• Description of the task: What is needed is a faithful transcription of all the data below, pictures excluded.

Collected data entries

□ □ □ □

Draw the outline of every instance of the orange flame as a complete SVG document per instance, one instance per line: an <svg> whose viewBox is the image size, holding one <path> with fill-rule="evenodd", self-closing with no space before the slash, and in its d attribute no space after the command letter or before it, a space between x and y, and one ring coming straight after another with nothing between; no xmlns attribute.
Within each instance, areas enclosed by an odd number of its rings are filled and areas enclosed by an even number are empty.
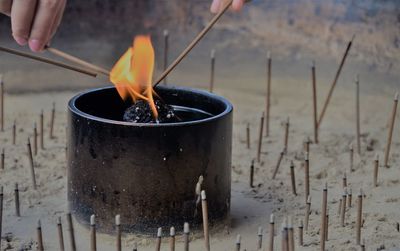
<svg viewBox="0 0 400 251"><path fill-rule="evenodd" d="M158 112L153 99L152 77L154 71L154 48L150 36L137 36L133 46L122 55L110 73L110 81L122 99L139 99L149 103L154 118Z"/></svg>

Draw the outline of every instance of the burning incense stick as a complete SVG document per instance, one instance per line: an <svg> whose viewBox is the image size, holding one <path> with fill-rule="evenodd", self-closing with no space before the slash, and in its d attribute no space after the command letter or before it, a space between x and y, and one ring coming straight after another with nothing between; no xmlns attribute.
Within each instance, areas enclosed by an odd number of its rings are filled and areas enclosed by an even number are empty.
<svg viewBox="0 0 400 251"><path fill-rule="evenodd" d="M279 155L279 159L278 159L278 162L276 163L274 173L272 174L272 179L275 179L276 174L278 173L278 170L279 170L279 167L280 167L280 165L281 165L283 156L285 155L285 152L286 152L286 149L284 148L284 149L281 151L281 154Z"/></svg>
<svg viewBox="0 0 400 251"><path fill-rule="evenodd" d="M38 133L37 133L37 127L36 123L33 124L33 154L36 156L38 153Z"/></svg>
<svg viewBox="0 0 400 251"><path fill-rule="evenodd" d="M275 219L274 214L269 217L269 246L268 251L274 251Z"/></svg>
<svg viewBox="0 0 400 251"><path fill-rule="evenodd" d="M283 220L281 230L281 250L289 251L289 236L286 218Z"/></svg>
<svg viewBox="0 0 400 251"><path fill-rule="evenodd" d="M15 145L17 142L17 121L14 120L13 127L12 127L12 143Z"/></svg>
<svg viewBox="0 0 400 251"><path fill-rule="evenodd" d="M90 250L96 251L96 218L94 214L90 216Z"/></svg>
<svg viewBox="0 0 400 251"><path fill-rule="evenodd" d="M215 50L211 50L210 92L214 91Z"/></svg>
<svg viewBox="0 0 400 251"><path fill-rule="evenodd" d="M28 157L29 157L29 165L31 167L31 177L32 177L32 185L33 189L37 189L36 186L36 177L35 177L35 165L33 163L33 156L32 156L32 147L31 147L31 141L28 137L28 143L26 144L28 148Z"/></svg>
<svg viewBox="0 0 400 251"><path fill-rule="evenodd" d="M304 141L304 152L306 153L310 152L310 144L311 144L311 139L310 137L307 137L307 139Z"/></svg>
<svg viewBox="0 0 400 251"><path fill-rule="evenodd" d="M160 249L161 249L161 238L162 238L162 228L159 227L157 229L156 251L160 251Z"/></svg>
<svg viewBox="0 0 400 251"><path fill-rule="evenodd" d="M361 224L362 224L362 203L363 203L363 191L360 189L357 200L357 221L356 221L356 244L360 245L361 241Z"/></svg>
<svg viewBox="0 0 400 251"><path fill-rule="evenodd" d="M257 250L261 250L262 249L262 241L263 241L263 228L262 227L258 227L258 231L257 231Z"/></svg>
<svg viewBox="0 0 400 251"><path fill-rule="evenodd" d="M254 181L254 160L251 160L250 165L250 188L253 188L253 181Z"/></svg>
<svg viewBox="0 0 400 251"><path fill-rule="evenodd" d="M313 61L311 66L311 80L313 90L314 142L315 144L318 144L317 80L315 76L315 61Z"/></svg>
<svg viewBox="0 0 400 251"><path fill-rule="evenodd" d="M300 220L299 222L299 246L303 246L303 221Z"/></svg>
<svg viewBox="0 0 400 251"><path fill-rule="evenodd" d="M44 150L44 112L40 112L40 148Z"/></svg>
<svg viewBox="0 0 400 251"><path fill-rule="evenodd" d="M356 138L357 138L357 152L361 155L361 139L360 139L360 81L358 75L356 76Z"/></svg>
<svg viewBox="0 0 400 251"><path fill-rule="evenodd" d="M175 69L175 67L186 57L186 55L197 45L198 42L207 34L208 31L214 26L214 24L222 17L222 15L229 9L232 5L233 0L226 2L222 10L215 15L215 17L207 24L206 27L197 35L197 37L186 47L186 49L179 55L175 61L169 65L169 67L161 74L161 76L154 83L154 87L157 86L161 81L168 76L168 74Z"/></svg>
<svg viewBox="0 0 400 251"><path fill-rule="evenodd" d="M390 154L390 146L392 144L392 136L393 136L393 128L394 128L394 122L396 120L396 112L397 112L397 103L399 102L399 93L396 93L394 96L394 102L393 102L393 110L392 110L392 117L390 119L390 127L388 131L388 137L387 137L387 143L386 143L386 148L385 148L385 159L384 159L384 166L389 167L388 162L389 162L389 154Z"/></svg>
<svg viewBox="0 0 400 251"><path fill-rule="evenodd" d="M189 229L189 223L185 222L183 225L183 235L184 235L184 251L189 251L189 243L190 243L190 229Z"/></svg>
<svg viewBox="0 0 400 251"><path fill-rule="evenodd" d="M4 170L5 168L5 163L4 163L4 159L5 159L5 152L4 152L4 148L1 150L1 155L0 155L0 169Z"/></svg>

□ □ □ □

• Task answer:
Draw the outline of every instance of the orange flame as a complete SVG document per instance, one instance per line: an <svg> whose viewBox is the image size, holding one <path> with fill-rule="evenodd", self-closing with no space before the slash, and in its d attribute no space after the command letter or before it, a space between x and y, and one ring coming straight after another with nothing between; no xmlns attribute.
Within each instance, areas enclosed by an odd number of its rings are filled and areas enclosed by an even number are empty.
<svg viewBox="0 0 400 251"><path fill-rule="evenodd" d="M158 112L153 99L152 77L154 71L154 48L150 36L137 36L133 46L122 55L110 73L110 81L122 99L139 99L149 103L154 118Z"/></svg>

Draw the outline of every instance of the burning incense stick as a complete SVG document per instance, one instance per line: an <svg> whose viewBox is the image size, holding one <path> with fill-rule="evenodd", self-closing with no space before the slash, and in its d attribute no space after the command letter or before it, a space between x and y, and one ring coming straight after another with nothing between; no xmlns attribute.
Within each instance, areas enclosed by an odd number of its rings are filled and areas enclosed by an even number are empty.
<svg viewBox="0 0 400 251"><path fill-rule="evenodd" d="M279 155L279 159L278 159L278 162L276 163L274 173L272 174L272 179L275 179L276 174L278 173L278 170L279 170L279 167L280 167L280 165L281 165L283 156L285 155L285 152L286 152L286 149L284 148L284 149L281 151L281 154Z"/></svg>
<svg viewBox="0 0 400 251"><path fill-rule="evenodd" d="M38 133L37 133L37 127L36 123L33 124L33 154L36 156L38 153Z"/></svg>
<svg viewBox="0 0 400 251"><path fill-rule="evenodd" d="M275 219L274 214L269 217L269 246L268 251L274 251Z"/></svg>
<svg viewBox="0 0 400 251"><path fill-rule="evenodd" d="M283 220L281 230L281 250L289 251L289 236L286 218Z"/></svg>
<svg viewBox="0 0 400 251"><path fill-rule="evenodd" d="M15 145L17 142L17 121L14 120L13 127L12 127L12 143Z"/></svg>
<svg viewBox="0 0 400 251"><path fill-rule="evenodd" d="M90 250L96 251L96 218L94 214L90 216Z"/></svg>
<svg viewBox="0 0 400 251"><path fill-rule="evenodd" d="M215 50L211 50L210 92L214 91Z"/></svg>
<svg viewBox="0 0 400 251"><path fill-rule="evenodd" d="M28 157L29 157L29 165L31 167L31 177L32 177L32 185L33 189L37 189L36 186L36 177L35 177L35 165L33 163L33 156L32 156L32 147L31 147L31 141L28 137L28 143L26 144L28 148Z"/></svg>
<svg viewBox="0 0 400 251"><path fill-rule="evenodd" d="M304 141L304 152L306 153L310 152L310 144L311 144L311 139L310 137L307 137L307 139Z"/></svg>
<svg viewBox="0 0 400 251"><path fill-rule="evenodd" d="M160 249L161 249L161 238L162 238L162 228L159 227L157 229L156 251L160 251Z"/></svg>
<svg viewBox="0 0 400 251"><path fill-rule="evenodd" d="M361 224L362 224L362 203L363 203L363 191L360 189L357 200L357 221L356 221L356 244L360 245L361 241Z"/></svg>
<svg viewBox="0 0 400 251"><path fill-rule="evenodd" d="M257 250L261 250L262 249L262 241L263 241L263 228L262 227L258 227L258 231L257 231Z"/></svg>
<svg viewBox="0 0 400 251"><path fill-rule="evenodd" d="M254 181L254 160L251 160L250 165L250 188L253 188L253 181Z"/></svg>
<svg viewBox="0 0 400 251"><path fill-rule="evenodd" d="M313 61L311 66L311 80L313 90L314 142L315 144L318 144L317 80L315 76L315 61Z"/></svg>
<svg viewBox="0 0 400 251"><path fill-rule="evenodd" d="M300 220L299 222L299 246L303 246L303 221Z"/></svg>
<svg viewBox="0 0 400 251"><path fill-rule="evenodd" d="M44 150L44 112L40 112L40 148Z"/></svg>
<svg viewBox="0 0 400 251"><path fill-rule="evenodd" d="M356 138L357 138L357 152L361 155L361 139L360 139L360 81L358 75L356 76Z"/></svg>
<svg viewBox="0 0 400 251"><path fill-rule="evenodd" d="M175 69L175 67L186 57L186 55L197 45L198 42L207 34L208 31L214 26L214 24L222 17L222 15L229 9L232 5L233 0L226 2L222 10L215 15L215 17L207 24L206 27L197 35L197 37L186 47L186 49L179 55L175 61L169 65L169 67L161 74L161 76L154 83L154 87L157 86L161 81L168 76L168 74Z"/></svg>
<svg viewBox="0 0 400 251"><path fill-rule="evenodd" d="M390 154L390 146L392 144L392 136L393 136L393 128L394 128L394 122L396 120L396 112L397 112L397 103L399 102L399 93L396 93L394 96L394 102L393 102L393 110L392 110L392 117L390 119L390 127L388 131L388 137L387 137L387 143L386 143L386 148L385 148L385 159L384 159L384 166L389 167L388 162L389 162L389 154Z"/></svg>
<svg viewBox="0 0 400 251"><path fill-rule="evenodd" d="M189 229L189 223L185 222L183 225L183 235L184 235L184 251L189 251L189 243L190 243L190 229Z"/></svg>
<svg viewBox="0 0 400 251"><path fill-rule="evenodd" d="M4 170L5 168L5 163L4 163L4 159L5 159L5 152L4 152L4 148L1 150L1 155L0 155L0 169Z"/></svg>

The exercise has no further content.